AUSGANGSTEXT>
OGH vom 29.12.2011, 14Os167/11g
Kopf
Der Oberste Gerichtshof hat am durch den Senatspräsidenten des Obersten Gerichtshofs Dr. Philipp als Vorsitzenden sowie durch die Hofrätinnen des Obersten Gerichtshofs Mag. Hetlinger und Mag. Marek in Gegenwart der Richteramtsanwärterin Mag. Steinbichler als Schriftführerin in der Strafsache gegen Moses M***** und einen anderen Angeklagten wegen des Verbrechens des Suchtgifthandels nach § 28a Abs 1 fünfter Fall, Abs 2 Z 3 SMG, AZ 316 HR 200/11y (nunmehr AZ 163 Hv 135/11k) des Landesgerichts für Strafsachen Wien, über die Grundrechtsbeschwerde des Moses M***** gegen den Beschluss des Oberlandesgerichts Wien als Beschwerdegericht vom , AZ 21 Bs 383/11v (ON 128), nach Anhörung der Generalprokuratur in nichtöffentlicher Sitzung zu Recht erkannt:
Spruch
Moses M***** wurde im Grundrecht auf persönliche Freiheit nicht verletzt.

ZU ERLEDIGENDE AUFGABEN>
1. Zitiere aus der OGH-Entscheidung wörtlich den Teil, der mit den Worten "OGH vom 29.12.2011, 14Os167/11g" anfängt und mit "Freiheit nicht verletzt." aufhört.
2. Stimmen diese Aussagen mit der OGH-Entscheidung überein? Antworte jeweils mit Ja oder Nein und zitiere die entscheidenden Worte wörtlich.
(a) Moses M***** wurde im Grundrecht auf persönliche Freiheit verletzt.
(b) Der Oberste Gerichtshof entschied in nichtöffentlicher Sitzung.
(c) Dr. Philipp führte den Vorsitz.
3. Wer war laut der OGH-Entscheidung Schriftführerin?

ROHDATEN>
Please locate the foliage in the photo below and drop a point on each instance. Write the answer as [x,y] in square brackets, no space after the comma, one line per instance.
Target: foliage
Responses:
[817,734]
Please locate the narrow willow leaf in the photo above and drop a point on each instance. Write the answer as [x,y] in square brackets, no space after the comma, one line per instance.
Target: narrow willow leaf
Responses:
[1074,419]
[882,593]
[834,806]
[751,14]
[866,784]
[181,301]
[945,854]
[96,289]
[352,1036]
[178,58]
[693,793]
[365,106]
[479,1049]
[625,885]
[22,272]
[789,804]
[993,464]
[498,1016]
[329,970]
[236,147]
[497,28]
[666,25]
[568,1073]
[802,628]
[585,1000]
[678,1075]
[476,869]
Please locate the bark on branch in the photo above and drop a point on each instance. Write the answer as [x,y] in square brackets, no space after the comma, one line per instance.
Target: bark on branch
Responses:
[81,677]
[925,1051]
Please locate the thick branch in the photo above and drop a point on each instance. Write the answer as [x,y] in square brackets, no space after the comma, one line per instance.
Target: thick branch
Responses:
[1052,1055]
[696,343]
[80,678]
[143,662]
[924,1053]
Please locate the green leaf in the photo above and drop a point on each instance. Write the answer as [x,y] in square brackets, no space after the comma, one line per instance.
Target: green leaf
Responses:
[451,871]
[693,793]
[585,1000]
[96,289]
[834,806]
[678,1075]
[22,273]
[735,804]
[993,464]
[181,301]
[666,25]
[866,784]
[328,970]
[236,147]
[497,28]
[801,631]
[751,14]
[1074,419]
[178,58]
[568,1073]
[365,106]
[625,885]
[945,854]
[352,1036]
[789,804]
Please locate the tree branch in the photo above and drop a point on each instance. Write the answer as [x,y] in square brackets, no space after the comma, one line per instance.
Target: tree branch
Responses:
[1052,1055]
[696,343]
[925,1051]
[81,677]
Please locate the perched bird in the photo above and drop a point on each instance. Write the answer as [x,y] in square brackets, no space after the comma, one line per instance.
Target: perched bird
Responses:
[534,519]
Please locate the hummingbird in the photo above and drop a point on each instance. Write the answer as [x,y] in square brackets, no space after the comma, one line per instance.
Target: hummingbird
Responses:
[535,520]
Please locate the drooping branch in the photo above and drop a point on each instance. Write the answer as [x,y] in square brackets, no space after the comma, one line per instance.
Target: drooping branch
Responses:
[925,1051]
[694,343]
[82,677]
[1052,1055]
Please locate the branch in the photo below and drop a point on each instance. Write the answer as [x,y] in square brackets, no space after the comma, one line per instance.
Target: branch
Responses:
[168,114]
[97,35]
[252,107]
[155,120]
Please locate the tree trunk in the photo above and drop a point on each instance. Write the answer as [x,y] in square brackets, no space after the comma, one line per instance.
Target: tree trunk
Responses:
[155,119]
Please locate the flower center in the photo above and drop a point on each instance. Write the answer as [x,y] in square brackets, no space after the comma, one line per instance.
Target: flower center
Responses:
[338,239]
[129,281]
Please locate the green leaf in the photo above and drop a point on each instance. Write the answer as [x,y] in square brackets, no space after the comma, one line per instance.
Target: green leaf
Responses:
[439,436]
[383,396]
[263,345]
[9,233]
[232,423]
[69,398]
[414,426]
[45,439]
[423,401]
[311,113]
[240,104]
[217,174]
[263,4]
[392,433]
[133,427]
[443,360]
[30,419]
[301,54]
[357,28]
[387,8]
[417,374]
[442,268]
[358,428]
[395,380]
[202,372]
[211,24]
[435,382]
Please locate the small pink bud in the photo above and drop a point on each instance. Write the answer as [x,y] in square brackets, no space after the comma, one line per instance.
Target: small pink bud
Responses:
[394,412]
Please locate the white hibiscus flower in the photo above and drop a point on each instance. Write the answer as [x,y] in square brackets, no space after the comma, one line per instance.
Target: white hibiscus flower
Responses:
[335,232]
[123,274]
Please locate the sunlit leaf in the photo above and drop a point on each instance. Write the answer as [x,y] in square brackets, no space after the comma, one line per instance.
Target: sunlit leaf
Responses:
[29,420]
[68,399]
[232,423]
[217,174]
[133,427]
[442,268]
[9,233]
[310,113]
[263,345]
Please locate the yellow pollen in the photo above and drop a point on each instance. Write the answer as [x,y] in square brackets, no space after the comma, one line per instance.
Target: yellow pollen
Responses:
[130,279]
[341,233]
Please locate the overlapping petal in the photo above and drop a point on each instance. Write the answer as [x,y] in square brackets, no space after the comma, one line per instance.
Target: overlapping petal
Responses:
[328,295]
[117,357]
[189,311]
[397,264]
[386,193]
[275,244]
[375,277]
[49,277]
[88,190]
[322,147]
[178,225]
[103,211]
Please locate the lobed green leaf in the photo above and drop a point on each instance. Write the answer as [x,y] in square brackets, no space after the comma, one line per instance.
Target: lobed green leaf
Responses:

LÖSUNGEN JE AUFGABE>
1.
OGH vom 29.12.2011, 14Os167/11g
Kopf
Der Oberste Gerichtshof hat am durch den Senatspräsidenten des Obersten Gerichtshofs Dr. Philipp als Vorsitzenden sowie durch die Hofrätinnen des Obersten Gerichtshofs Mag. Hetlinger und Mag. Marek in Gegenwart der Richteramtsanwärterin Mag. Steinbichler als Schriftführerin in der Strafsache gegen Moses M***** und einen anderen Angeklagten wegen des Verbrechens des Suchtgifthandels nach § 28a Abs 1 fünfter Fall, Abs 2 Z 3 SMG, AZ 316 HR 200/11y (nunmehr AZ 163 Hv 135/11k) des Landesgerichts für Strafsachen Wien, über die Grundrechtsbeschwerde des Moses M***** gegen den Beschluss des Oberlandesgerichts Wien als Beschwerdegericht vom , AZ 21 Bs 383/11v (ON 128), nach Anhörung der Generalprokuratur in nichtöffentlicher Sitzung zu Recht erkannt:
Spruch
Moses M***** wurde im Grundrecht auf persönliche Freiheit nicht verletzt.

2.
(a) Nein: "Moses M***** wurde im Grundrecht auf persönliche Freiheit nicht verletzt."
(b) Ja: "in nichtöffentlicher Sitzung"
(c) Ja: "durch den Senatspräsidenten des Obersten Gerichtshofs Dr. Philipp als Vorsitzenden"

3. Die Richteramtsanwärterin Mag. Steinbichler.